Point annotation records
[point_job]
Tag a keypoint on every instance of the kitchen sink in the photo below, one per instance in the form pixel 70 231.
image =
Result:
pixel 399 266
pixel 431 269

— Stated exercise —
Render these records as a two-column CSV with the headers request and response, one row per record. Put each text in a single quoted field, with line breaks replaced by spaces.

— Completed exercise —
request,response
"[point_job] Tag a keypoint on every instance of the kitchen sink in the photo below, one per instance in the form pixel 70 231. image = Result:","pixel 399 266 pixel 431 269"